Locate the line that contains "Would you mind marking the dirt" in the entries below. Retype it and all following lines through the final one, character for character.

======

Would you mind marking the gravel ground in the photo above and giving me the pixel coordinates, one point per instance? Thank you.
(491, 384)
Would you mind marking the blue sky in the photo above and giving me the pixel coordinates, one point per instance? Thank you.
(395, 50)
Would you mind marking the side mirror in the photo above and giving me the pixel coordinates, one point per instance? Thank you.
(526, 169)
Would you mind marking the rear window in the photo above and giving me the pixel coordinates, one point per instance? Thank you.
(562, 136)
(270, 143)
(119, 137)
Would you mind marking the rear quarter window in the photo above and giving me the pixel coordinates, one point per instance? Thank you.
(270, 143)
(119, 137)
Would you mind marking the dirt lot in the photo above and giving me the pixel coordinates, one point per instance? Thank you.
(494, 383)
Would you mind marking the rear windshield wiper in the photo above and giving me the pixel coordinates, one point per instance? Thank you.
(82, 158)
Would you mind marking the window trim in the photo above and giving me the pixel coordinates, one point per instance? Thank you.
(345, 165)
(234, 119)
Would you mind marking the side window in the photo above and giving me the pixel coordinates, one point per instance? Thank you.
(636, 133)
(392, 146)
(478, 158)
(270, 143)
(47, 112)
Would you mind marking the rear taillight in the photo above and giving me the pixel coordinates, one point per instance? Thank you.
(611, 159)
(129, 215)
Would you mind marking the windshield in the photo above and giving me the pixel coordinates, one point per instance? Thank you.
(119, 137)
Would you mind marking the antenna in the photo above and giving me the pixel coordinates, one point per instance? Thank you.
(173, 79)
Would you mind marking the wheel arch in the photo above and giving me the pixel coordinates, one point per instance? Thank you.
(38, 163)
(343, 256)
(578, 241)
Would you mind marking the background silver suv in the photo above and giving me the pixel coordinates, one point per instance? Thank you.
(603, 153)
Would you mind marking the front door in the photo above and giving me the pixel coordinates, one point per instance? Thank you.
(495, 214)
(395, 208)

======

_Task solution_
Would you mind marking the dirt lot in the photo above and giving me the pixel coordinates, one point per instance? Thank you.
(494, 383)
Would you mind marking the rear windshield wiper in the photo above and giving me the pixel coordinates, one point per instance? Thank you.
(82, 158)
Would you mind marking the window trim in the photo above and giving me the pixel coordinates, one point per instance? Thank you.
(345, 165)
(234, 119)
Would you mind marking the side window in the photo above and giving me the pixel coordinates, one point per instance? Thank you.
(636, 133)
(392, 146)
(478, 158)
(270, 143)
(47, 112)
Would you mind marking the rear taillight in the photo above and giving me the pixel coordinates, one point per instance? Thank you.
(611, 159)
(129, 215)
Would you mind marking the windshield in the photo above and giving me the pixel coordinates, one point per instance? Thank you.
(119, 137)
Would you mind marking the antenna in the photo above and giving me the pixel coordinates, one point per instance? Thank you.
(173, 79)
Would you mind marking the wheel arch in the photo above and giving me the pixel coordinates, one point per instance? Thank you.
(38, 163)
(343, 256)
(578, 241)
Would you mind marking the background silver suv in the photo above and giving me the pixel coordinates, one point per instance? Thank you.
(603, 153)
Would you mind marking the front door in the photo above and giving me the pixel coordinates, one point per instance? Thank you.
(495, 214)
(395, 208)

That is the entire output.